> [Documento de origem]

⁂

Encontramos hoje um largo consenso relativamente ao reconhecimento da elevada complexidade organizacional, profissional e tecnológica do setor da saúde aliada à identificação de múltiplos atores e stakeholders. A saúde é, sem dúvida, um expoente de complexidade, com o hospital como o seu máximo exemplo, realidade que tem preenchido os livros da gestão com evidências e estudos de caso, servindo de base a milhares de artigos e larga investigação.
Para esta situação concorre naturalmente a elevada e crescente tecnicidade dos meios de diagnóstico e tratamento, a incorporação de inovação, as múltiplas profissões envolvidas no setor, bem como a pressão externa sobre as organizações e decisores da saúde. Os cuidados de saúde não se esgotam mais em episódios isolados e sequenciais, mas sim, requerem redes apoiadas em tecnologias e soluções digitais.
A Nova Gestão Pública ou Managerialismo veio no quadro dos anos 70/80 introduzir uma abordagem empresarial à gestão das unidades de saúde do setor público, muito em especial aos hospitais, advogando a aplicação dos métodos da gestão privada e trazendo, em consequência, os seus gestores para os hospitais públicos. O novo paradigma passava então pela meritocracia em paralelo com o aumento da autonomia e poder de decisão dos órgãos de gestão, com especial incidência nos recursos humanos, aquisições e em soluções que entregavam, em maior ou menor parte, a prestação dos cuidados à gestão privada.
Suponha-se, então, que através da substituição de uma lógica burocrática por uma lógica orientada para o cliente se conseguiria melhorar os resultados, ser mais eficiente e aumentar a satisfação dos doentes, agora, designados por clientes.
Ora, se havia setor de atividade em que o peso das profissões era manifestamente preponderante, era o setor público da saúde, composto por organizações tipicamente burocrático-profissionais. Neste ambiente o administrador hospitalar tinha de ter formação especializada e fazer parte de uma carreira especial. Com a criação dos hospitais-empresa esta figura é questionada e assiste-se à entrada nos órgãos de gestão de uma diversidade de profissionais com múltiplas origens e formações de base.
Estranhamente e em sentido oposto, temos assistido nos últimos anos a um aumento da formação pós-graduada em gestão de unidades de saúde por parte de outros profissionais da saúde, designadamente médicos e enfermeiros, muitas vezes, chamados para os órgãos de gestão destas organizações. Este movimento, não sendo suficiente para evidenciar a necessidade de formação específica para melhor compreensão do sistema da saúde, confirma a necessidade da aquisição de conhecimentos na área por parte dos profissionais investidos em funções de gestão.

⁂

> [Registos fornecidos]
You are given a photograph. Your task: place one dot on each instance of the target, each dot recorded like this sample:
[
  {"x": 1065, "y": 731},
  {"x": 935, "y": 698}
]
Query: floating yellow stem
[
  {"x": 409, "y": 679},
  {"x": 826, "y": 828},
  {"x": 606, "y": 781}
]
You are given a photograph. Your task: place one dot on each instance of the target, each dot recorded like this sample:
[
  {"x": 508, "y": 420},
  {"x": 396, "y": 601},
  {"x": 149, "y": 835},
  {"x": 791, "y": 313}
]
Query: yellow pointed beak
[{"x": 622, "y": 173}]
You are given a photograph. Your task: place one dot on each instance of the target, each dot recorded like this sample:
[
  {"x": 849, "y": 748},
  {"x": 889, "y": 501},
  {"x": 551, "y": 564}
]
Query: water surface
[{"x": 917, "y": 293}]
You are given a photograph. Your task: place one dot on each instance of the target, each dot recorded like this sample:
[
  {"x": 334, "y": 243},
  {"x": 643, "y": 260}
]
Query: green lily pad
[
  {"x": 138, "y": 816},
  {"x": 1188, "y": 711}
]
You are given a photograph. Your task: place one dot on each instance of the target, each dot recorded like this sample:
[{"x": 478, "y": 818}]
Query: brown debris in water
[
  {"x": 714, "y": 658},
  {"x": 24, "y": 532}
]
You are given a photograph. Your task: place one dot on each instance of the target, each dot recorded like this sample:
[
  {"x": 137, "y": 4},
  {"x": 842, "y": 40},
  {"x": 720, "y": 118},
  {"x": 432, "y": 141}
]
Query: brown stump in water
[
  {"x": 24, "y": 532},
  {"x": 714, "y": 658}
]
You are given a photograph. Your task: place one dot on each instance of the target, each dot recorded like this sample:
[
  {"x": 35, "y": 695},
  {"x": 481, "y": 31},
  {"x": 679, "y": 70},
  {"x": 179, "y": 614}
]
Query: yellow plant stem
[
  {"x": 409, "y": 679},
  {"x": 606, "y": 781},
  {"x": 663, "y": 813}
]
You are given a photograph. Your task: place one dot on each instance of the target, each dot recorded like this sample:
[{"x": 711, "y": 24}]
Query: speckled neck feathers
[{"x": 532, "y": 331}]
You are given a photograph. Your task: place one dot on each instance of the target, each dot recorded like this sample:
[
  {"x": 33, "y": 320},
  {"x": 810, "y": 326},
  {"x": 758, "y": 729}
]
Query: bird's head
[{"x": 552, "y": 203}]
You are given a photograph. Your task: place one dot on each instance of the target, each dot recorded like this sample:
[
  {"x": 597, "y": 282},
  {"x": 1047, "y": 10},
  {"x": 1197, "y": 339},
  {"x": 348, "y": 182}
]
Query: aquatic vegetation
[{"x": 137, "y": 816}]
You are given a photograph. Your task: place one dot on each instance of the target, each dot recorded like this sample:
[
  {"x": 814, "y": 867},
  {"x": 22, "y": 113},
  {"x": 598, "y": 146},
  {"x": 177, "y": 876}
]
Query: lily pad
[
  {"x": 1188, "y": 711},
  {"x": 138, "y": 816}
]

⁂

> [Instruções de trabalho]
Segundo o texto sobre a gestão da saúde:
(a) Em que décadas a Nova Gestão Pública introduziu uma abordagem empresarial à gestão das unidades de saúde do setor público?
(b) Como passaram a ser designados os doentes?
(c) Que profissionais da saúde são nomeados como tendo aumentado a sua formação pós-graduada em gestão de unidades de saúde?
Os registos provêm de uma fonte diferente da do texto.

> [Resultado]
(a) Nos anos 70/80.
(b) Clientes.
(c) Médicos e enfermeiros.